*** Begin section ***
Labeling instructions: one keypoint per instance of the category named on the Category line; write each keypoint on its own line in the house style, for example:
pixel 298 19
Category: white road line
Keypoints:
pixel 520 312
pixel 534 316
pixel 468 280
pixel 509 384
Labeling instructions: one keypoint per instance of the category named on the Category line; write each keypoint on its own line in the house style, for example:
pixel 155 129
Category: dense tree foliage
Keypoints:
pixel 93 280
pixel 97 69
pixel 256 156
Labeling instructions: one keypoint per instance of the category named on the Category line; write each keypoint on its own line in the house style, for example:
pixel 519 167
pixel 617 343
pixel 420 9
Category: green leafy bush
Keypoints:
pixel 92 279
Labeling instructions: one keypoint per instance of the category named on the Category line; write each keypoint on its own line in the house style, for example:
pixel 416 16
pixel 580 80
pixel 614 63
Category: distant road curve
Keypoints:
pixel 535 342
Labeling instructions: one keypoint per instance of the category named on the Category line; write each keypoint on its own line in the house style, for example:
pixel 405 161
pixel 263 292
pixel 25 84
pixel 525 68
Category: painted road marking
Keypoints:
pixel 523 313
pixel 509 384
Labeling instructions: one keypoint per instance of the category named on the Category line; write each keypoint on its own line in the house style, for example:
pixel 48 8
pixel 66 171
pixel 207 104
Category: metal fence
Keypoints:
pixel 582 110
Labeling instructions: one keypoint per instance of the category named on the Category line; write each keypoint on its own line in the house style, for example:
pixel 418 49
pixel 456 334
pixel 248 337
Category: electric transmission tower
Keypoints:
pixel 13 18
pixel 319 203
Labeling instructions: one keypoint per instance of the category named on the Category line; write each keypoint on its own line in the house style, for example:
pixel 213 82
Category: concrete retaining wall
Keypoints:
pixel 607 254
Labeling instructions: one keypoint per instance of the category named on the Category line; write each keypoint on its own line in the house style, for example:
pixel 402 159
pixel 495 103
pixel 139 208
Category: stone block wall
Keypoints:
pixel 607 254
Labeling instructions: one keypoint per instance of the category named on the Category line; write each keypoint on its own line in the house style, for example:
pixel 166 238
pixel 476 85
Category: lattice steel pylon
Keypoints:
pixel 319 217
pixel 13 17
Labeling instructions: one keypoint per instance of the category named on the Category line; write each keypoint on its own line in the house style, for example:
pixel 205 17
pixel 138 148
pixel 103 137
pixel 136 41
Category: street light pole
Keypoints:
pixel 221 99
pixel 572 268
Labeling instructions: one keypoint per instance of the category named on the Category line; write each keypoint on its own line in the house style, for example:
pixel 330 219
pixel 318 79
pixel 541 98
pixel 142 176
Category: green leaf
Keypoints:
*** End section ***
* [What you will do]:
Exactly as it appears above, write out the complete listing.

* [Output below]:
Labeling instructions: one keypoint per instance of the category named on the Category line; write each keypoint on its own line in the house style, for example:
pixel 298 19
Category: white road line
Keypoints:
pixel 520 312
pixel 534 316
pixel 468 280
pixel 509 384
Labeling instructions: one keypoint per instance of the category named on the Category line; write each keypoint on its own line in the house style, for example:
pixel 155 129
Category: dense tree foliage
Keypoints:
pixel 93 280
pixel 97 69
pixel 256 156
Labeling instructions: one keypoint per instance of the category named on the Category line; write each keypoint on its own line in the house style, for example:
pixel 519 167
pixel 617 343
pixel 420 9
Category: green leafy bush
Keypoints:
pixel 92 279
Labeling instructions: one keypoint per instance of the category named on the Category line; write each keypoint on its own line in the house style, for example:
pixel 416 16
pixel 580 80
pixel 614 63
Category: distant road curve
Keypoints:
pixel 535 342
Labeling instructions: one keypoint per instance of the category named on the Category line; write each keypoint on its own line in the house style, for example:
pixel 405 161
pixel 263 292
pixel 25 84
pixel 525 68
Category: painted road marking
Keypoints:
pixel 523 313
pixel 509 384
Labeling instructions: one keypoint per instance of the category named on the Category line; write each keypoint on its own line in the house style, for example:
pixel 48 8
pixel 66 171
pixel 207 104
Category: metal fence
Keypoints:
pixel 582 110
Labeling instructions: one keypoint per instance of the category named on the Category line; write each keypoint on its own line in the house style, for example:
pixel 418 49
pixel 456 334
pixel 248 337
Category: electric transmission tower
Keypoints:
pixel 13 18
pixel 319 203
Labeling instructions: one keypoint per instance of the category named on the Category line; write each keypoint on its own line in the house style, for example:
pixel 213 82
Category: concrete retaining wall
Keypoints:
pixel 607 254
Labeling instructions: one keypoint per instance of the category named on the Category line; write each keypoint on its own line in the house style, for example:
pixel 402 159
pixel 495 103
pixel 139 208
Category: stone block wall
Keypoints:
pixel 607 254
Labeling instructions: one keypoint per instance of the category named on the Category line; write each keypoint on its own line in the house style, for example:
pixel 166 238
pixel 476 85
Category: lattice steel pylon
Keypoints:
pixel 319 217
pixel 13 17
Labeling instructions: one keypoint per instance of the category named on the Category line; write each keypoint on its own line in the house style, for example:
pixel 205 17
pixel 138 148
pixel 103 137
pixel 136 41
Category: street light pole
Keypoints:
pixel 221 99
pixel 572 268
Labeling instructions: one keypoint per instance of the category named on the Category line; write each keypoint on its own line in the house style, for example:
pixel 330 219
pixel 318 79
pixel 541 98
pixel 142 176
Category: green leaf
Keypoints:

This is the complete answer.